| TO DO |
Please format every line of the rows below as a JSON list of strings, one string per line, skipping blank lines. Leave the pictures out of the answer.
* begin TASK INPUTS *
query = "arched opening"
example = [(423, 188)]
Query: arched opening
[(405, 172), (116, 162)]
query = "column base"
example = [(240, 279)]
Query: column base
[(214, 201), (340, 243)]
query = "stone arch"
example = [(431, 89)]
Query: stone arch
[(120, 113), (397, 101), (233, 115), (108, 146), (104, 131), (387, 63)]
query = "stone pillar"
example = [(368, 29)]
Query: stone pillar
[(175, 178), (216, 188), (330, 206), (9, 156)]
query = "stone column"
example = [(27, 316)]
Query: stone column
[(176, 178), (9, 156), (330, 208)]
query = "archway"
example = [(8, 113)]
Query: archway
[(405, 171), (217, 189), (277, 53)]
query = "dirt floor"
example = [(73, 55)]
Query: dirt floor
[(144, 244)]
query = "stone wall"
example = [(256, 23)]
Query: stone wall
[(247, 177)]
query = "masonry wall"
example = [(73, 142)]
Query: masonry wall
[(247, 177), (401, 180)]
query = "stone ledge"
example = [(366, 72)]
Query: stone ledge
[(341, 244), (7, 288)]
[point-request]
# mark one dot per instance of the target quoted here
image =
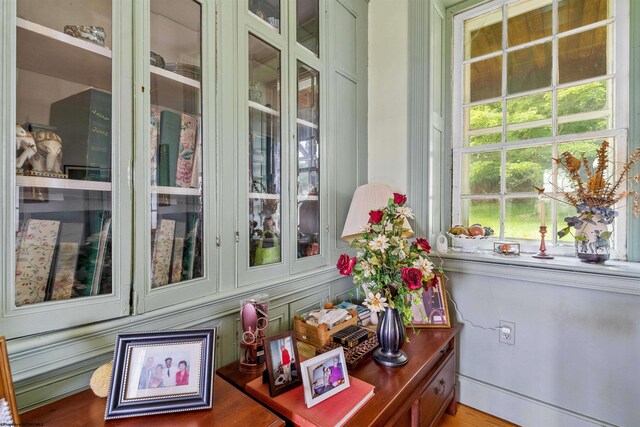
* end TASK INPUTS *
| COMPLETE ANSWER |
[
  "query = \"arched opening\"",
  "example = [(423, 188)]",
  "Query: arched opening",
  "[(405, 172), (116, 162)]",
  "query = \"column base\"",
  "example = [(240, 279)]",
  "Query: column base",
  "[(214, 201), (340, 243)]",
  "query = \"stone arch\"",
  "example = [(431, 89)]",
  "Query: stone arch",
  "[(120, 113), (397, 101), (233, 115), (108, 146), (104, 131), (387, 63)]",
  "query = \"stone pillar\"",
  "example = [(368, 29)]",
  "Query: stone pillar",
  "[(175, 178), (216, 188), (330, 206), (9, 156)]",
  "query = \"stone column\"",
  "example = [(27, 316)]",
  "Query: stone column",
  "[(176, 178), (9, 156), (330, 208)]",
  "query = \"archway\"",
  "example = [(8, 113)]",
  "Query: archway",
  "[(405, 171), (217, 189), (277, 53)]",
  "query = \"dirt floor\"",
  "example = [(73, 55)]",
  "Query: dirt floor",
  "[(144, 244)]",
  "query = \"stone wall\"",
  "example = [(256, 23)]",
  "Query: stone wall",
  "[(247, 177)]",
  "query = \"masonry wall\"",
  "example = [(73, 142)]",
  "Query: masonry wall",
  "[(247, 177), (401, 180)]",
  "query = \"stone ledge\"",
  "example = [(366, 72)]",
  "Query: stone ledge",
  "[(341, 244), (7, 288)]",
  "[point-request]",
  "# mark one dot per instance of the target quoted here",
  "image ="
]